[[ RECORDED DATA open ]]
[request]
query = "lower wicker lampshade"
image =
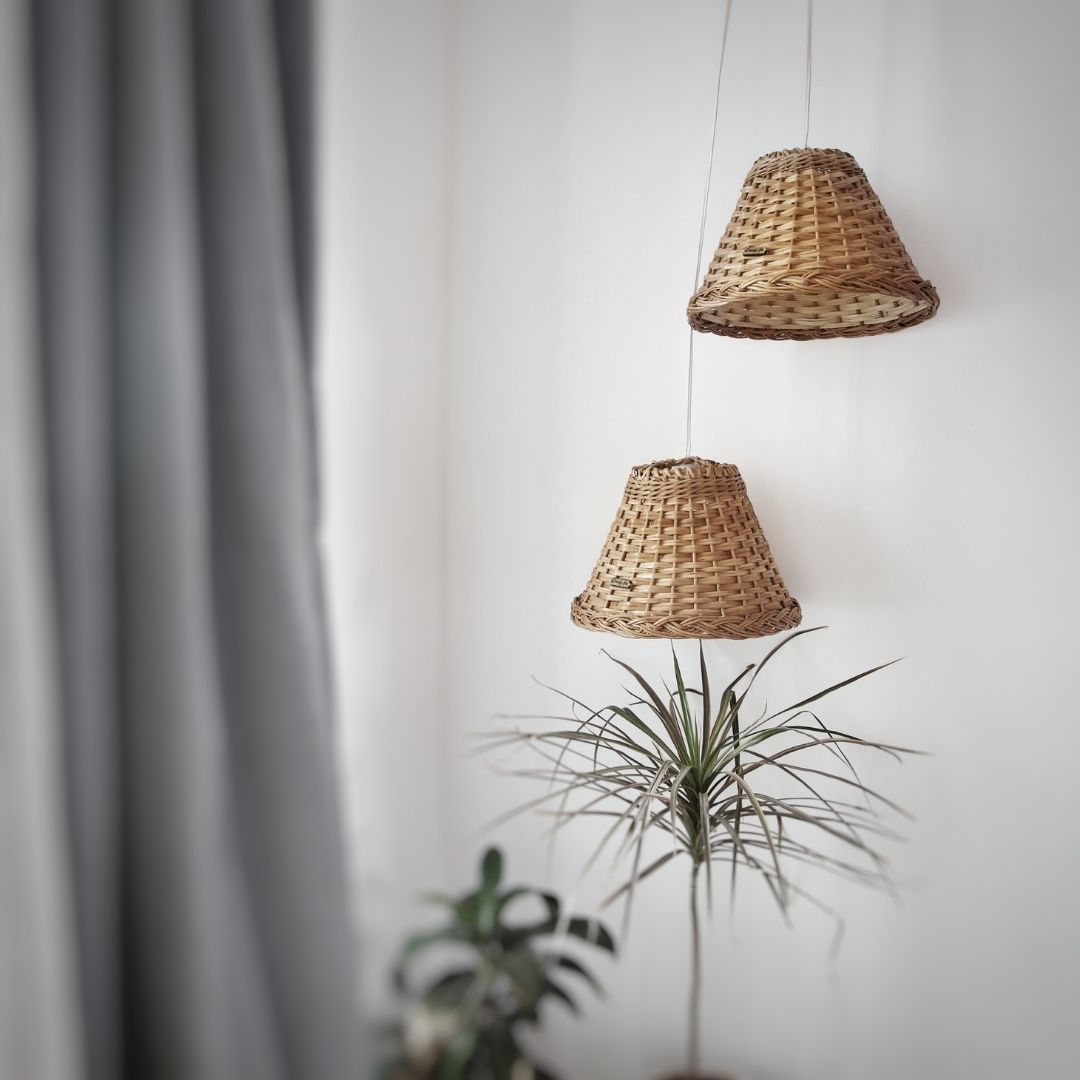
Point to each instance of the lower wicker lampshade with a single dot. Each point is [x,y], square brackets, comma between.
[810,253]
[686,557]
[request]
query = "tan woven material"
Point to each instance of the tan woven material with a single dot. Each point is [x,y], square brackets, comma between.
[686,557]
[810,253]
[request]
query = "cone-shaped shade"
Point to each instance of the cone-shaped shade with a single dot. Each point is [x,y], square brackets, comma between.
[686,557]
[810,253]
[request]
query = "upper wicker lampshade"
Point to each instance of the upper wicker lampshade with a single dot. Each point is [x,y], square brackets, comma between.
[810,253]
[686,557]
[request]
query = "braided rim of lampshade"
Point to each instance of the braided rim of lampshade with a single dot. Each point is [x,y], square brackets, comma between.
[810,253]
[686,557]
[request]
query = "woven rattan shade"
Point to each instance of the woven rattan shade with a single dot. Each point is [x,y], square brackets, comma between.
[686,557]
[810,253]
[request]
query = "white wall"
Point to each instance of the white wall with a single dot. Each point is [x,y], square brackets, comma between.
[918,489]
[382,332]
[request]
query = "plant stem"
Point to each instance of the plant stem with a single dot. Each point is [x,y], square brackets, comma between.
[693,1044]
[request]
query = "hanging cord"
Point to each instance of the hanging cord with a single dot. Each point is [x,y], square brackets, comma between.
[806,130]
[704,214]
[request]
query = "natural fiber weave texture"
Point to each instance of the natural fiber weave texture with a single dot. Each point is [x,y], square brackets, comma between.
[686,557]
[810,253]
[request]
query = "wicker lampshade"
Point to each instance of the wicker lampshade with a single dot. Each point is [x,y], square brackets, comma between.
[810,253]
[686,557]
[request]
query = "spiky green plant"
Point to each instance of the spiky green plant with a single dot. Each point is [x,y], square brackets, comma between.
[727,787]
[467,1023]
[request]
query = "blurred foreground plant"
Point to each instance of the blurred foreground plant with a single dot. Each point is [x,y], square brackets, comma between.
[464,1025]
[759,794]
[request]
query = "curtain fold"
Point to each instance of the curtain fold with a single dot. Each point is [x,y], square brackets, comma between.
[174,235]
[39,1023]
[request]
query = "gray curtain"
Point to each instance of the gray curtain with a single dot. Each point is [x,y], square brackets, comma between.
[174,252]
[[ RECORDED DATA closed ]]
[YOUR INSTRUCTIONS]
Each line of the records above must be repeated exactly, but no picture belongs in the copy.

[REPLY TO THE EXERCISE]
[request]
query = "lower wicker lampshade"
image =
Point to each instance of the lower wicker lampshade with a single dot. Each point is [x,y], square brackets, comma between.
[810,253]
[686,557]
[request]
query = "tan woven material"
Point to each instance of the tan woven material with a single dot. Each point is [x,y], square brackets, comma between.
[686,557]
[810,253]
[request]
query = "cone-shaped shade"
Point to each instance of the cone-shaped shade with a single dot. Each point is [x,y], square brackets, comma between.
[686,557]
[810,253]
[request]
query = "upper wicker lampshade"
Point to each instance of the upper wicker lampshade with a single dot. Each point is [x,y], square brackets, comma between.
[810,253]
[686,557]
[request]
query = "braided rim of lampshade"
Point to each instance of the braided rim of lampshade with a single dot. Each point is [x,y], square brackets, comma between.
[810,253]
[686,557]
[request]
query = "woven rattan shade"
Point to each instance of the woven rattan shade with a single dot. Each point is [x,y], square brackets, comma between.
[686,557]
[810,253]
[request]
query = "white wall"
Point to each instance of the white wall with a single dot. Each point is [x,y], square brackets, comma between.
[918,489]
[382,332]
[request]
query = "plant stem"
Point to each instance of the plant stem with a single dot. Each point is [x,y], square brackets, comma between.
[693,1044]
[request]
query = "hanging cord"
Point to each instance of the hanging cord with a single dot. Each point is [x,y], square brackets, comma between.
[806,130]
[704,214]
[request]
query = "natural fiber weave texture"
Point to each instance of the natural fiber weave texture with a single dot. Each point is [x,y], square brackets, comma between.
[686,557]
[810,253]
[request]
query = "wicker lampshade"
Point to each instance of the wicker lampshade with a single dot. Each point is [x,y], square brackets, comma between.
[810,253]
[686,557]
[request]
query = "spiky green plant"
Point to each instance of the spiky green plant with a single dot. Each point is [x,y], square brackets, comma between.
[727,787]
[467,1023]
[request]
query = "blurred foreground plant"
Point to each instance of the blurred foreground plant with a single dot. Each point is [x,y], square brackets, comma between.
[464,1025]
[759,794]
[request]
query = "curtain fold"
Point to each instance of the curtain fold with a single dot. Each point is [x,y], square brackets, comma between.
[174,235]
[39,1023]
[request]
query = "gray curtain"
Point to each instance of the gray curtain with a single dot. Each point is [x,y], square brackets, comma between.
[174,252]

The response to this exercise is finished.